**The exercise**
Beginning at the line with "of the smoke", output each line to the end of the listing below exactly, please.

————

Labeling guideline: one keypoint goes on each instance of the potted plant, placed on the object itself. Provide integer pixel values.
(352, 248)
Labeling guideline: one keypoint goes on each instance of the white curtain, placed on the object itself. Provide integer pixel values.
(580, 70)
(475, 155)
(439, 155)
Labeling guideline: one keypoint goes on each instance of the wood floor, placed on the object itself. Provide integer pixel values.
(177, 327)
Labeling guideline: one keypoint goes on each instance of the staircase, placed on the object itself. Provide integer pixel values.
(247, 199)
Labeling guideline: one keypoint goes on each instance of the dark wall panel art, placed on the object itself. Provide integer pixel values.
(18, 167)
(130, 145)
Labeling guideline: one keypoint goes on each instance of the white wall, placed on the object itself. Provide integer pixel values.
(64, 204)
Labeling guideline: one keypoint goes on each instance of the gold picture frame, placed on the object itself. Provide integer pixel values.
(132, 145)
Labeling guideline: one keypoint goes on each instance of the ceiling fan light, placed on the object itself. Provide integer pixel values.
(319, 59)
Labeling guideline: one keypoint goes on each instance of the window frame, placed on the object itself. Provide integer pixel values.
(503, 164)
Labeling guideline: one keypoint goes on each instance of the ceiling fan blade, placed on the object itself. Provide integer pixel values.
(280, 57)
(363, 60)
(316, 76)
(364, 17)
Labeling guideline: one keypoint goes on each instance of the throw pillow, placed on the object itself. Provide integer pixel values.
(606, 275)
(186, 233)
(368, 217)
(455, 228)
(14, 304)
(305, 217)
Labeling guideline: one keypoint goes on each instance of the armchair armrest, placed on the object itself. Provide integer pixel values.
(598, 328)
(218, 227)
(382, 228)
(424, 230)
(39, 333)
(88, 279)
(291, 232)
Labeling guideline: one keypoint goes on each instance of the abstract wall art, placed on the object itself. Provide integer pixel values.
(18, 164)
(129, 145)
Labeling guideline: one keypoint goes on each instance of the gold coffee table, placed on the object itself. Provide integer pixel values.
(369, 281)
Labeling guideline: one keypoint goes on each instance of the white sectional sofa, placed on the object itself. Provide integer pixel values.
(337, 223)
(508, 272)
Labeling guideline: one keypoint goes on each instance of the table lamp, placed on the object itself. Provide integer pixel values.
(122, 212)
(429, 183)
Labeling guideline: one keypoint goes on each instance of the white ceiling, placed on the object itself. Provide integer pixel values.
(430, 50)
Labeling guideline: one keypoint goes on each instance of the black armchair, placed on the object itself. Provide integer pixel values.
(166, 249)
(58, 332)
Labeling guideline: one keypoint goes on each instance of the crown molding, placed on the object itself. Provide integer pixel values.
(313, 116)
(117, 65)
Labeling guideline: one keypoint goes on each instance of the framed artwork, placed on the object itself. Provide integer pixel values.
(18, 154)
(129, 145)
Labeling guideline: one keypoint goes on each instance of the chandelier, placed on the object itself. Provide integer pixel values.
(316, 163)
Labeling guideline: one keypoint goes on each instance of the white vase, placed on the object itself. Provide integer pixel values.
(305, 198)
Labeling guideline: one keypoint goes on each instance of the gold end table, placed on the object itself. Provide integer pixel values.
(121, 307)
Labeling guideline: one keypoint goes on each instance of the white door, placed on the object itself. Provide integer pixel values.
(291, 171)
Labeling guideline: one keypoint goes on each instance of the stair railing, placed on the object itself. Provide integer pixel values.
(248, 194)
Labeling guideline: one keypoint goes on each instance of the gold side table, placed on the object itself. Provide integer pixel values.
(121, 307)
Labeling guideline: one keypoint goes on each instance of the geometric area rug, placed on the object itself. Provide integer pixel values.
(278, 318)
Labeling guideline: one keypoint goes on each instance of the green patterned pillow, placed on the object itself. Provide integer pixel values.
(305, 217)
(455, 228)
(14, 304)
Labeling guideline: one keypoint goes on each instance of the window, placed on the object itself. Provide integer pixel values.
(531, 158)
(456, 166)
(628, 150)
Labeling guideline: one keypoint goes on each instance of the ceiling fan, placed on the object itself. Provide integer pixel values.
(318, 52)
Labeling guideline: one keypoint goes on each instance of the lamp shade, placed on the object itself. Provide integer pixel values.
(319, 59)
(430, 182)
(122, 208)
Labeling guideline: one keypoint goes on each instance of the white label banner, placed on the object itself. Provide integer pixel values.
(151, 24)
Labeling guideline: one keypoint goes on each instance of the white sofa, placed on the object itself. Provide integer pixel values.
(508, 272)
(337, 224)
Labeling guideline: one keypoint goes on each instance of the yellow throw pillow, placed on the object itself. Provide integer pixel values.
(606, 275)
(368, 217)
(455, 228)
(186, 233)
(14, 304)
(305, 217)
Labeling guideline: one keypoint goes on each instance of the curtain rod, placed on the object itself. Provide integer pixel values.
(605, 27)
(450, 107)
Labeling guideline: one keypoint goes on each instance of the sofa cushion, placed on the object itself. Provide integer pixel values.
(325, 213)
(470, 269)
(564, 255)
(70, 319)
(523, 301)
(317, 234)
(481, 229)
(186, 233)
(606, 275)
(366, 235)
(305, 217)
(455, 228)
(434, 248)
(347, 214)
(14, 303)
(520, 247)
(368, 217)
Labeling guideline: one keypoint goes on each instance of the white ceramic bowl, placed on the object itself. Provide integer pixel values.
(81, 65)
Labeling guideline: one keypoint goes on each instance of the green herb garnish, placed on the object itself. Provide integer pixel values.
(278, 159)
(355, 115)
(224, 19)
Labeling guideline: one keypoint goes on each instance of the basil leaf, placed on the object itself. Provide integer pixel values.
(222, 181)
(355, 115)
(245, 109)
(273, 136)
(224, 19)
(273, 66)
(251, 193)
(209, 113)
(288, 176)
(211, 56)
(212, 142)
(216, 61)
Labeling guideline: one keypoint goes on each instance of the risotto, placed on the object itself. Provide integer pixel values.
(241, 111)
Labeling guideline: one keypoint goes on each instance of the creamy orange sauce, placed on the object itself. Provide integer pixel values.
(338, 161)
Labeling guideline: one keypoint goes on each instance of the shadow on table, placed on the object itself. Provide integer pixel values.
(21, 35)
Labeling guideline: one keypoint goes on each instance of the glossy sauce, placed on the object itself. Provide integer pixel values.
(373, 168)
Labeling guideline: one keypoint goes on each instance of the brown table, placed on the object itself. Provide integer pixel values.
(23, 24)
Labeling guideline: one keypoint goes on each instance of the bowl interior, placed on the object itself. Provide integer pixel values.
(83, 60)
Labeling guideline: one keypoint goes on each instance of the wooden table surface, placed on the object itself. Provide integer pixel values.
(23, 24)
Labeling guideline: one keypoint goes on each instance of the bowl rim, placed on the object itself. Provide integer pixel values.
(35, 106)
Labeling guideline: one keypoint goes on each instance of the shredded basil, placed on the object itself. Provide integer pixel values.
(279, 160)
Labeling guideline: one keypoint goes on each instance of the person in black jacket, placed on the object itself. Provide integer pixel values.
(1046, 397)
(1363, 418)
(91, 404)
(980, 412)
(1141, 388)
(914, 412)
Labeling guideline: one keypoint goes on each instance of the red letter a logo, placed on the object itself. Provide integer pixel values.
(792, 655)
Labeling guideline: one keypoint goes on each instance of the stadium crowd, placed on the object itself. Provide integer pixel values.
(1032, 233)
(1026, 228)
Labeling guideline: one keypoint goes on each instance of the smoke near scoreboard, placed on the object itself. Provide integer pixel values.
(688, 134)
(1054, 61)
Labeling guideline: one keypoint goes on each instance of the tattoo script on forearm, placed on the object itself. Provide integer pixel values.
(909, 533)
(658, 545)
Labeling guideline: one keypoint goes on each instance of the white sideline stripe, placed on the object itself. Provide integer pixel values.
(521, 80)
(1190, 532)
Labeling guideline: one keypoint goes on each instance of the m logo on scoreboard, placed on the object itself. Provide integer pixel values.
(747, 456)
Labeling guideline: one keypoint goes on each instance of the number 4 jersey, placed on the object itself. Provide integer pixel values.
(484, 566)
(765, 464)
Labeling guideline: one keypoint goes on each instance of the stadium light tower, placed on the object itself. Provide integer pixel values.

————

**Exercise result**
Labeling guideline: one keypoint goes on each instance of the smoke near scoreboard, placed on the object itself. Provide integer pixel values.
(688, 134)
(1054, 61)
Labeling guideline: one keypoint goes on each instance of the tattoo script on forearm, placed on the object itself. Provide integer pixel values.
(909, 533)
(658, 545)
Labeling guideline: one keypoint goes on each instance of the white sideline stripe, placed on the object itself. Provide integer pixel values.
(521, 80)
(1190, 532)
Labeling guideline: one keypoint goes on each instance of the m logo on scoreboard, placed on the object itself. Provide integer pixel values.
(747, 456)
Labeling guideline: one keypoint goes on each instance of the number 4 jersey, placed on the object itself. Provide integer pixel values.
(484, 566)
(765, 464)
Labeling guideline: one keypoint goes on each instance of the stadium light tower, placed on the object itself. Provide integer pixel values.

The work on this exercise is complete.